Requirement 1: Retype the records from their first line down to the line containing "box: [761, 239, 774, 309]", including both of those lines.

Text provided:
"""

Indian cricket
He is eager to show me a book tucked away, out of sight. Its winter and I welcome opportunities to be outside if the sun is shining, and it is. So I browse through it. Here is picture of a delicacy from the book.
The ingredients (for 4 people, 2 per person)
For de marinade
One clove of garlic
I teaspoon prawn sambal
2 teaspoons sesame oil
2 teaspoons ginger syrup
6 teaspoons soya sauce
Juice of half a lemon
For the skewer
24 grasshoppers without wings and legs
4 mini corn-cobs in half
½ courgette, without seeds, cut in pieces
8 large mushrooms in half
4 teaspoons oil
8 cherry tomatoes
And then it goes on to describe how you can make the most delicious grasshoppers on skewers.
The salesman in the stall selling nuts that I regularly visit in our local market shows me the book after I picked up one of the ‘hotlix’ products on display. Beautifully packaged crickets. Also on sale are bugs, larvae and various kinds of insects in candy. And he, like the other staff of this stall have the job of marketing these to the best of their ability.

"""

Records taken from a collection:
"""

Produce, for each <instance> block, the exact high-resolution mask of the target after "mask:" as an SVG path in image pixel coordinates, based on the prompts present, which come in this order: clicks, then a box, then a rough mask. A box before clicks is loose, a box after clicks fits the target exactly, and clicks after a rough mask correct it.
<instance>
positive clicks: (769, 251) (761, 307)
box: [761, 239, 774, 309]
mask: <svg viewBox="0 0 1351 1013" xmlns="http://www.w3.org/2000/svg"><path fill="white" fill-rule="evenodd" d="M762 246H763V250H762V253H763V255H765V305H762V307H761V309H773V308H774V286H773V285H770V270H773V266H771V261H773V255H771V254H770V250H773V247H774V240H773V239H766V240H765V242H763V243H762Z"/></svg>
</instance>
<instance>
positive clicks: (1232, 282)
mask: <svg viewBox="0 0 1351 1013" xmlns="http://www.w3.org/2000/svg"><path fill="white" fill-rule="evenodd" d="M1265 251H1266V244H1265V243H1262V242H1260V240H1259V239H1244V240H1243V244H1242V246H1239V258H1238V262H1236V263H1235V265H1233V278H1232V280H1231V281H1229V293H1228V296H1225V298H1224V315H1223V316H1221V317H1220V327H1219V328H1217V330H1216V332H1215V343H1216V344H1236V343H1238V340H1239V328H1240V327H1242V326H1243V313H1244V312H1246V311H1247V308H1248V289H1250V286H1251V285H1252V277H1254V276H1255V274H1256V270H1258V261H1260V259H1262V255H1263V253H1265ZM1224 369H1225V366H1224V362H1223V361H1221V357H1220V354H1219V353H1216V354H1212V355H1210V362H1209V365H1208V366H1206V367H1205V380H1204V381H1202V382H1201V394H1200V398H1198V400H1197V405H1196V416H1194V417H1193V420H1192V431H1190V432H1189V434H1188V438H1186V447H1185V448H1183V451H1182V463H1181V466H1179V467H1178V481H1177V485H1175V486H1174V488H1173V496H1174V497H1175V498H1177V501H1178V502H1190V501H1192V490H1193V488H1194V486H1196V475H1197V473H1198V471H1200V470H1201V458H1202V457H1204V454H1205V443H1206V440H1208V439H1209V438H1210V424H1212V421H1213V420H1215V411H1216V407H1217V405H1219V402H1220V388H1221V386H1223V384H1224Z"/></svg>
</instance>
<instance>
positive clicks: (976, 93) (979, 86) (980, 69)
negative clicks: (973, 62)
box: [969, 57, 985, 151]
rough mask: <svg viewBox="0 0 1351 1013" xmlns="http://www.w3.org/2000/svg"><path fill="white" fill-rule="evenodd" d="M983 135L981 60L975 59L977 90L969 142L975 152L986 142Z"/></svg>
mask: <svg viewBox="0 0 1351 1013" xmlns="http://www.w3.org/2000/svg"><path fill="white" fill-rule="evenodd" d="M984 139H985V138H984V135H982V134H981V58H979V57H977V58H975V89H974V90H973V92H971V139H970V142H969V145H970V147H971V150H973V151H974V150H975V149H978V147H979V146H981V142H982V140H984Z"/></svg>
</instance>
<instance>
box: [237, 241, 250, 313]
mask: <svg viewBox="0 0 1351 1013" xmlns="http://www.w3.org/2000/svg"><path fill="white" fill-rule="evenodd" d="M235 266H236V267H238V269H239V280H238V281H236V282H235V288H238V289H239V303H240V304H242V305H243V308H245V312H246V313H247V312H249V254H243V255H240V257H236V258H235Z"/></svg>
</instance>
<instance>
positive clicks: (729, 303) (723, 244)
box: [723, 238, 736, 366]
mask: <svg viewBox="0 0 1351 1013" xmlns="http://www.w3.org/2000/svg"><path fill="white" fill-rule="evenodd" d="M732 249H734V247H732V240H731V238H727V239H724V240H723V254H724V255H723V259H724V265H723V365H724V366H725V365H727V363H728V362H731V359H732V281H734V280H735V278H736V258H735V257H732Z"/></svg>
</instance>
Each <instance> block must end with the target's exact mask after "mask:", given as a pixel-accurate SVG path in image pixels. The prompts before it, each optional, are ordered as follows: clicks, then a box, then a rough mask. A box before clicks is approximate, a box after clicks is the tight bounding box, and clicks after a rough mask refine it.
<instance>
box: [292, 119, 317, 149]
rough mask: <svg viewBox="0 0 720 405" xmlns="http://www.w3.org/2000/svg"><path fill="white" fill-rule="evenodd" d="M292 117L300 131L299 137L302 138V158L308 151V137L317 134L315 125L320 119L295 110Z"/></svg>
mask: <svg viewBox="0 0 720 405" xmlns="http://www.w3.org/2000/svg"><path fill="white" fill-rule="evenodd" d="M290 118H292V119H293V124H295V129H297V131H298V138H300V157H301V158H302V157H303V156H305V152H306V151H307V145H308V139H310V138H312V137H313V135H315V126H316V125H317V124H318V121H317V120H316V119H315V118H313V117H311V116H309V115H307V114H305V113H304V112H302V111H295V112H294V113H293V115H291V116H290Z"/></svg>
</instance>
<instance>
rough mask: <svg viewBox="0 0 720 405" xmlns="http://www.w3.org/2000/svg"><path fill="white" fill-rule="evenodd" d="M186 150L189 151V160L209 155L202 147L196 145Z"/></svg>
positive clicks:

"""

Requirement 2: Decide whether each statement agrees with the text about the insect recipe book. For each, answer yes or no and quote the deciding words from the text. (a) The skewer recipe calls for 24 grasshoppers without wings and legs. (b) The marinade uses two cloves of garlic. (c) The salesman who shows the book works at a stall selling nuts.

Answer space 1:
Produce, for each <instance> block, the exact high-resolution mask of the target after "mask:" as an SVG path in image pixel coordinates, based on the prompts present, which come in this order: clicks, then a box, then a rough mask. A box before clicks is loose, a box after clicks fits the target exactly, and clicks after a rough mask correct it.
<instance>
positive clicks: (769, 251) (761, 307)
box: [761, 239, 774, 309]

Answer space 2:
(a) Yes: "24 grasshoppers without wings and legs"
(b) No: "One clove of garlic"
(c) Yes: "The salesman in the stall selling nuts"